*** Excerpt to read

The specific capacity and performance figures presented in this article will differ from the figures in real-world environments. The figures presented are intended to provide a starting point for the design of an appropriately scaled environment. After you complete the initial system design, test the configuration to determine whether it will support the factors in your environment.

This section defines the test scenarios and discusses the test process that was used for each scenario. Detailed information such as test results and specific parameters are given in each test result section later in this article.

Test name Test description

Throughput for starting workflows manually

  1. Associate the included MOSS Approval workflow with a list that creates one task.

  2. Populate the list with list items.

  3. Call the StartWorkflow Web service method on Workflow.asmx against the items in the list for five minutes.

  4. Calculate throughput by looking at the number of workflows in progress.

Throughput for starting workflows automatically when an item is created

  1. Associate the included MOSS Approval workflow with a list that creates one task, set to automatically start when an item is created.

  2. Create items in the list for five minutes.

  3. Calculate throughput by looking at the number of workflows in progress.

Throughput for completing workflow tasks

  1. Associate the included MOSS Approval workflow with a list that creates one task, set to automatically start when an item is created.

  2. Create items in the list.

  3. Call the AlterToDo Web service method on Workflows.asmx against the items in the task list that was created by the workflows that started.

  4. Calculate throughput by looking at the number of workflows completed.

Hardware, settings, and topology

Topologies that were used for these tests use a single computer for the content database and from one to four front-end computers that have the default installation for SharePoint Server 2010. Although the workflows that were used in these tests are not available in Microsoft SharePoint Foundation 2010, the results can be used to estimate similar scenarios on those deployments. The dataset that was used for these tests contains a single site collection with a single site that is based on the Team Site template on a single content database.

******

* **Task requirements**
1 > In the SharePoint workflow testing excerpt, which Web service method was called to complete the workflow tasks?
2 > Write the next part of the SharePoint workflow testing excerpt, picking up after its final sentence.

*** Dataset entries

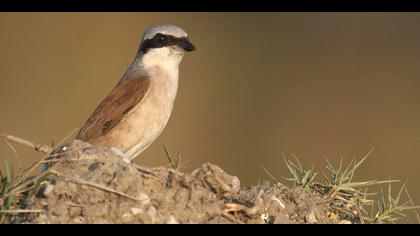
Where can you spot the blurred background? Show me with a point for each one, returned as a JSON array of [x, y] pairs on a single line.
[[259, 85]]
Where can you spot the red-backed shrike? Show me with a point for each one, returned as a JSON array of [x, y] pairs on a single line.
[[136, 111]]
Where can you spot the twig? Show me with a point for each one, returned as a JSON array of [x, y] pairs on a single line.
[[90, 184], [37, 147], [20, 211]]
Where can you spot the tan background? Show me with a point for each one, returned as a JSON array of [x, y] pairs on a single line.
[[311, 84]]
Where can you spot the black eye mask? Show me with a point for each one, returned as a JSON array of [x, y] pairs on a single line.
[[163, 40]]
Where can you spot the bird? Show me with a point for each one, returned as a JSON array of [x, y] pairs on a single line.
[[132, 116]]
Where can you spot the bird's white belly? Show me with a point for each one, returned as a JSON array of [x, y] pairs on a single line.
[[139, 128]]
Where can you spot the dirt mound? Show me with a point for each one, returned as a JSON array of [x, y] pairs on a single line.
[[86, 184]]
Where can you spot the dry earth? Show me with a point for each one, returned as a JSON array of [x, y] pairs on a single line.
[[86, 184]]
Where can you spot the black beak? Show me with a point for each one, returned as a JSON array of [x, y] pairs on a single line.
[[187, 45]]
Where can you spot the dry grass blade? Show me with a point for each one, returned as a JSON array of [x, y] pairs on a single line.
[[389, 208], [94, 185]]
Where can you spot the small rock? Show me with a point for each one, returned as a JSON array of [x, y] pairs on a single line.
[[136, 211], [310, 218]]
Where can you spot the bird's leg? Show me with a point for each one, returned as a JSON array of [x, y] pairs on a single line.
[[121, 154]]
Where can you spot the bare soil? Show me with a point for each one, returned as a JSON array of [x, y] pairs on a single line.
[[87, 184]]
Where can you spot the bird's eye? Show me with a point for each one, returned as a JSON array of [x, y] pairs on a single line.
[[161, 39]]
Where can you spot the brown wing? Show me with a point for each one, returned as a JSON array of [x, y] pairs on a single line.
[[124, 97]]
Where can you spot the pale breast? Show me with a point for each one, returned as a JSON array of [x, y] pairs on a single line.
[[138, 129]]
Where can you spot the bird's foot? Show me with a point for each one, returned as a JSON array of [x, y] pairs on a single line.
[[121, 154]]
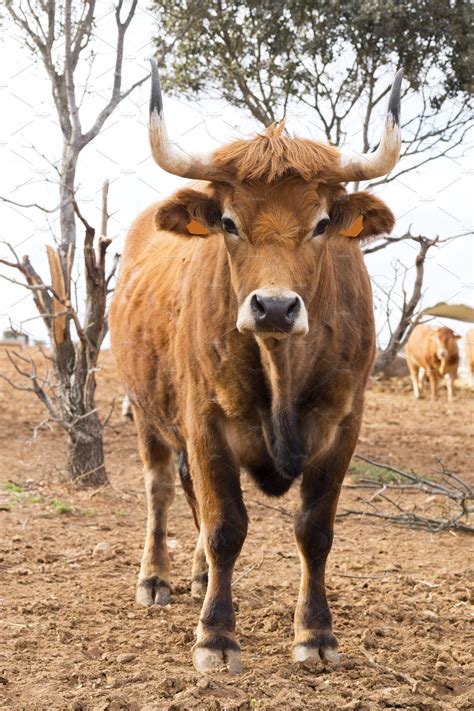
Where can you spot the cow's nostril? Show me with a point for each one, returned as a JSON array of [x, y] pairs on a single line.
[[258, 306], [292, 310]]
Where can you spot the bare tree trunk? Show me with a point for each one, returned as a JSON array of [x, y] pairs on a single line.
[[86, 453], [58, 33]]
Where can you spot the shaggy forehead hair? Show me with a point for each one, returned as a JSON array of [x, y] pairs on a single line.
[[273, 154]]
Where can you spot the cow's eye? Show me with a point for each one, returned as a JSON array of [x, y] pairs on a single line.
[[321, 226], [229, 226]]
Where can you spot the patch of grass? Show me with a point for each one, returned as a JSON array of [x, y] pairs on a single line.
[[13, 488], [61, 507], [368, 471]]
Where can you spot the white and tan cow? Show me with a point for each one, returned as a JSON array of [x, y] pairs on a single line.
[[433, 352]]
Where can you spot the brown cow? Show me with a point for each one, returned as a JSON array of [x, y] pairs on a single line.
[[469, 351], [434, 351], [248, 347]]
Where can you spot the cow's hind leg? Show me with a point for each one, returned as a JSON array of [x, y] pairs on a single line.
[[153, 585], [199, 574], [414, 375], [314, 525]]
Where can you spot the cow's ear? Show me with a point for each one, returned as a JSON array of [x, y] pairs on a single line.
[[190, 212], [361, 215]]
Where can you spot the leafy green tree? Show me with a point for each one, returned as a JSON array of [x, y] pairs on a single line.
[[337, 57]]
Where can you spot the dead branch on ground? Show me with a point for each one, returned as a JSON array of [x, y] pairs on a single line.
[[448, 504]]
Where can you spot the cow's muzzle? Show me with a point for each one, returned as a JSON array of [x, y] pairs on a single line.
[[273, 312]]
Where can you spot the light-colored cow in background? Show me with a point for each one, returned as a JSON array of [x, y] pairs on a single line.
[[469, 351], [436, 352]]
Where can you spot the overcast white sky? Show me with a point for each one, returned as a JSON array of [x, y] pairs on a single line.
[[435, 199]]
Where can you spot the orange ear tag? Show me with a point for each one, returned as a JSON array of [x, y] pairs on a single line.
[[355, 229], [197, 228]]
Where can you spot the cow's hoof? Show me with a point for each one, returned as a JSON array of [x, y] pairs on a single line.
[[199, 586], [153, 591], [320, 647], [216, 655]]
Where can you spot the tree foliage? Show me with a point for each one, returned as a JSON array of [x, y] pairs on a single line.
[[333, 56]]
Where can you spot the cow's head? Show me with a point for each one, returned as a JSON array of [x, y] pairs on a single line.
[[280, 204]]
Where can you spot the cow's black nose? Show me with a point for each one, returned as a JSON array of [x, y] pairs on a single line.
[[275, 314]]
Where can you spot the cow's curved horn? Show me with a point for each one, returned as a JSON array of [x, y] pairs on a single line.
[[366, 166], [166, 152]]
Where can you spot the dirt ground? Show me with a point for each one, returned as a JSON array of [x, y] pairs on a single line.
[[73, 637]]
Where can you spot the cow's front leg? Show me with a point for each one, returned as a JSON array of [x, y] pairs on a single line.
[[223, 529], [314, 530], [153, 585]]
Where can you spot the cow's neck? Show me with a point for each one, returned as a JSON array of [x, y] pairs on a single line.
[[281, 425]]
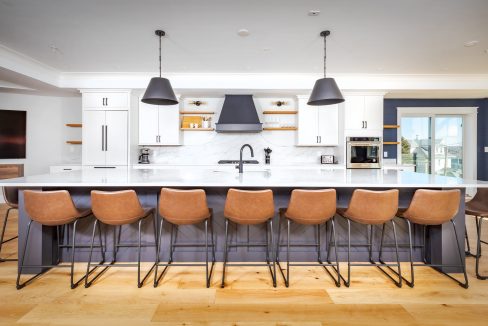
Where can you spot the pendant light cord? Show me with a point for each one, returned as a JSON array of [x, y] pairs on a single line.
[[325, 54], [160, 56]]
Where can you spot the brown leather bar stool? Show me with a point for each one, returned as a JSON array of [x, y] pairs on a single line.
[[371, 208], [11, 198], [311, 208], [478, 207], [247, 207], [51, 208], [434, 207], [115, 209], [184, 207]]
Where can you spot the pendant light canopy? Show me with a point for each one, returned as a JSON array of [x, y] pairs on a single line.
[[159, 90], [325, 90]]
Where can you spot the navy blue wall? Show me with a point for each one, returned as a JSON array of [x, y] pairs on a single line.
[[390, 118]]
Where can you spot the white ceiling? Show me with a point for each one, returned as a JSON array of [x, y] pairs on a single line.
[[374, 36]]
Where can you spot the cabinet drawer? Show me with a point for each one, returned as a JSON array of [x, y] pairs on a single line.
[[97, 100], [63, 168]]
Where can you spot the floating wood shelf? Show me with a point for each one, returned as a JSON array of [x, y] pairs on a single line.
[[280, 128], [197, 112], [197, 129], [280, 112]]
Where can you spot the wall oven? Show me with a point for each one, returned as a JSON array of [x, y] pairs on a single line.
[[364, 152]]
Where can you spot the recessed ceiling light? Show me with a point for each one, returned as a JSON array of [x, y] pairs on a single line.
[[471, 43], [243, 32]]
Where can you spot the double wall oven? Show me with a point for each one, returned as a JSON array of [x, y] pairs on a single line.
[[364, 152]]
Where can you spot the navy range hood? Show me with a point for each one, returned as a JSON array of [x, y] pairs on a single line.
[[238, 115]]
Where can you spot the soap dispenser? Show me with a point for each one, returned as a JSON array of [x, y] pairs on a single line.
[[267, 158]]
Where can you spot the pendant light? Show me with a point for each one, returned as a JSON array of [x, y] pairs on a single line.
[[159, 90], [325, 90]]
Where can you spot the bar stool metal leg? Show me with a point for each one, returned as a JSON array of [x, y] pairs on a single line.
[[478, 249]]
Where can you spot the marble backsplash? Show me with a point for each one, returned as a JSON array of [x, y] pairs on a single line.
[[204, 148]]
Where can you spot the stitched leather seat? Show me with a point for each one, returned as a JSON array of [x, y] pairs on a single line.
[[52, 207], [311, 207], [249, 206], [117, 207], [433, 207], [182, 207], [371, 207]]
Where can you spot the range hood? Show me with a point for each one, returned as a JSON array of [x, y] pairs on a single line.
[[238, 115]]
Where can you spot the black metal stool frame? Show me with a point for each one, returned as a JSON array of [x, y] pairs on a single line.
[[116, 246], [2, 241], [270, 261], [174, 244], [317, 245], [380, 264], [73, 246]]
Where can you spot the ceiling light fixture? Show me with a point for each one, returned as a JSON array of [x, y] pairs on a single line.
[[325, 91], [159, 90]]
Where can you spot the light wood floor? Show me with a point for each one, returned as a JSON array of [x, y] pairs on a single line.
[[249, 298]]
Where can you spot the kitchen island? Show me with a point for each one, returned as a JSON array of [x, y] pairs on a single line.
[[216, 182]]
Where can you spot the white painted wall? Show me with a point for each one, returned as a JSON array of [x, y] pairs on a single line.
[[46, 130]]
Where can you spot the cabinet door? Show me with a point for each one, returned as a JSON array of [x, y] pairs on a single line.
[[116, 138], [373, 112], [328, 120], [148, 124], [307, 124], [101, 100], [93, 147], [169, 125], [354, 112]]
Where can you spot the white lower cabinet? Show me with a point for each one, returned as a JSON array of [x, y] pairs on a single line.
[[105, 137], [159, 124], [317, 125]]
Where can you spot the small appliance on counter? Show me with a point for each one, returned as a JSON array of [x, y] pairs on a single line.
[[144, 157], [327, 159], [267, 157]]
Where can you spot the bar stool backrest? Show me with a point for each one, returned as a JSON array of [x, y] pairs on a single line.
[[50, 207], [183, 206], [433, 207], [479, 201], [312, 206], [11, 196], [116, 207], [249, 206], [373, 207]]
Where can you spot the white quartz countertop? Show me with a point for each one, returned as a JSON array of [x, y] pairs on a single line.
[[207, 177]]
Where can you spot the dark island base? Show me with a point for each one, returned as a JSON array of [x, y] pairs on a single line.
[[42, 249]]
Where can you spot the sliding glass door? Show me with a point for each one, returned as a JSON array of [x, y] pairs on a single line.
[[433, 143]]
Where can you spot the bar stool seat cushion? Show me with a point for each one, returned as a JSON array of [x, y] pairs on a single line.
[[371, 207], [118, 207], [183, 207], [311, 207], [52, 208], [433, 207], [249, 206]]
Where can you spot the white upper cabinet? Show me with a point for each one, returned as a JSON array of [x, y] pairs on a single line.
[[159, 125], [363, 115], [317, 125], [106, 100]]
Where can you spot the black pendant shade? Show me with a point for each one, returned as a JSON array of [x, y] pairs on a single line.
[[159, 92], [325, 91]]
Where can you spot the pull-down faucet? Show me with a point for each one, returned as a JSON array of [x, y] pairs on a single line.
[[240, 166]]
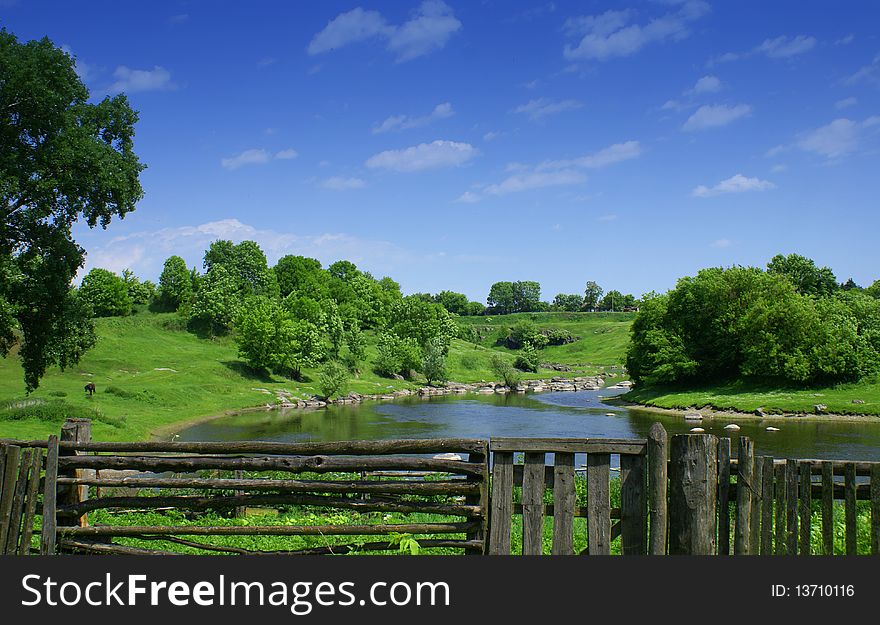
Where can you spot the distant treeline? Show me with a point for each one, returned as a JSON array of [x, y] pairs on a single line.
[[791, 323]]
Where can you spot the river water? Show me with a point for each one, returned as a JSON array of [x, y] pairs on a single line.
[[580, 414]]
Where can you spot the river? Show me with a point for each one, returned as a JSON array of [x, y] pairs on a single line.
[[580, 414]]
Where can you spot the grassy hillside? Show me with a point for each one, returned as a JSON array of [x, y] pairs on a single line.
[[150, 372]]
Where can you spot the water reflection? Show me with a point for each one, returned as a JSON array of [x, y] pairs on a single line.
[[581, 414]]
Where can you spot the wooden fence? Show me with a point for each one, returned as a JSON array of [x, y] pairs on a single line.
[[691, 494]]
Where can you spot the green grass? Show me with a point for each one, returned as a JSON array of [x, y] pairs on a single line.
[[744, 396], [151, 373]]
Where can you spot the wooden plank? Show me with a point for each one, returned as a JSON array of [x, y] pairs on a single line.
[[657, 488], [633, 506], [7, 492], [791, 512], [780, 544], [18, 502], [806, 511], [766, 540], [564, 502], [269, 530], [693, 487], [24, 546], [850, 508], [571, 445], [828, 508], [502, 503], [47, 540], [724, 496], [533, 504], [293, 464], [745, 489], [875, 511], [599, 504]]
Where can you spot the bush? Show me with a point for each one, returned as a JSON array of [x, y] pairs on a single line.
[[504, 370], [527, 359], [333, 379]]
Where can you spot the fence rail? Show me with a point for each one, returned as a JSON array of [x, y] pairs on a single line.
[[688, 494]]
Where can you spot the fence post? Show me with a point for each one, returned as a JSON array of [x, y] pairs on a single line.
[[80, 431], [745, 487], [693, 478], [657, 483]]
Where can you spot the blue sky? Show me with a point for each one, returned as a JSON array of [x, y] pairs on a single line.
[[453, 144]]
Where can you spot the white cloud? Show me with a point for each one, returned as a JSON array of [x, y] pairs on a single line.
[[404, 122], [555, 173], [256, 156], [541, 107], [785, 47], [715, 115], [339, 183], [707, 84], [613, 33], [287, 154], [428, 29], [735, 184], [145, 251], [432, 155], [133, 80]]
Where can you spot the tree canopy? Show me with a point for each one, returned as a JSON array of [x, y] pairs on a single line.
[[62, 159]]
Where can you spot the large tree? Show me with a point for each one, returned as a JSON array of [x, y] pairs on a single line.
[[62, 159]]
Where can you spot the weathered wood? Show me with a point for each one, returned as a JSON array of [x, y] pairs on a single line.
[[745, 492], [407, 487], [293, 464], [875, 511], [571, 445], [599, 504], [24, 545], [850, 508], [693, 478], [47, 540], [18, 502], [480, 500], [657, 486], [633, 506], [502, 503], [533, 504], [827, 508], [564, 501], [7, 492], [724, 496], [806, 513], [269, 530], [766, 547], [791, 512]]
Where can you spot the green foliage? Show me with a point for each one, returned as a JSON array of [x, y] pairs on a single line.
[[503, 369], [434, 362], [63, 158], [802, 272], [397, 356], [726, 323], [527, 359], [106, 292], [175, 284], [332, 379]]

******

* **Written answers**
1 > AlterToDo

2 >
To provide a high level of test-result detail, several farm configurations were used for testing. Farm configurations ranged from one to four Web servers and a single computer that is running Microsoft SQL Server 2008. Testing was performed with one client computer. The database server and all Web servers were 64-bit, and the client computer was 32-bit.

The following table lists the specific hardware that was used for testing.

Web server Database server

Processor

2px4c@2.33GHz

4px4c@2.4GHz

RAM

4 GB

16 GB

Operating system

Windows Server 2008 R2 x64

Windows Server 2008 R2 x64

Storage

680 GB

4.2 terabyte

Number of network adapters

2

2

Network adapter speed

1 gigabit

1 gigabit

Authentication

NTLM

NTLM

Software version

4747

SQL Server 2008 R1

Number of SQL Server instances

1

1

Load balancer type

No load balancer

No load balancer

ULS logging level

Medium

Medium

Workflow Capacity Planning Topology

Workflow planning topology

Test results

The following tables show the test results for workflow in SharePoint Server 2010. For each group of tests, only certain specific variables are changed to show the progressive effect on farm performance.

All the tests reported in this article were conducted without think time, a natural delay between consecutive operations. In a real-world environment, each operation is followed by a delay as the user performs the next step in the task. By contrast, in the test, each operation was immediately followed by the next operation, which resulted in a continual load on the farm. This load can cause database contention and other factors that can adversely affect performance.

Effect of scaling the Web server on throughput

The following throughput tests were run by using the Approval workflow that is included with SharePoint Server 2010. The workflow association assigns one task, and all instances are run on a single list. Each instance of this workflow creates the following in the content database:

  • An entry in the Workflows table to store workflow status

  • Five secondary list items (one task and four history items)

  • Four event receivers to handle events on the workflow's parent item and task

Workflow Postpone Threshold was set to be very large so that workflow operations would never get queued. Each test was run five times, and each test ran for five minutes.

Manual start throughput

The test in the following table shows how the addition of front-end servers affects the throughput of starting workflows synchronously through the Web service. This test was run with a user load of 25 concurrent users continuously calling the StartWorkflow method on Workflow.asmx and no other load on the farm. The user load was the optimal load before dropped Web requests occurred. The list is prepopulated with up to 8,000 items.

Topology Approval workflow maximum RPS

1x1

14.35

2x1

24.08

3x1

29.7

4x1

30.77

The following graph shows how throughput changes. The addition of front-end servers does not necessarily affect farm throughput in a linear manner but instead peaks off at around three to four front-end servers. In summary, the maximum throughput for manually starting workflows is around 30 workflows per second, and adding more than four front-end servers will likely have an insignificant effect.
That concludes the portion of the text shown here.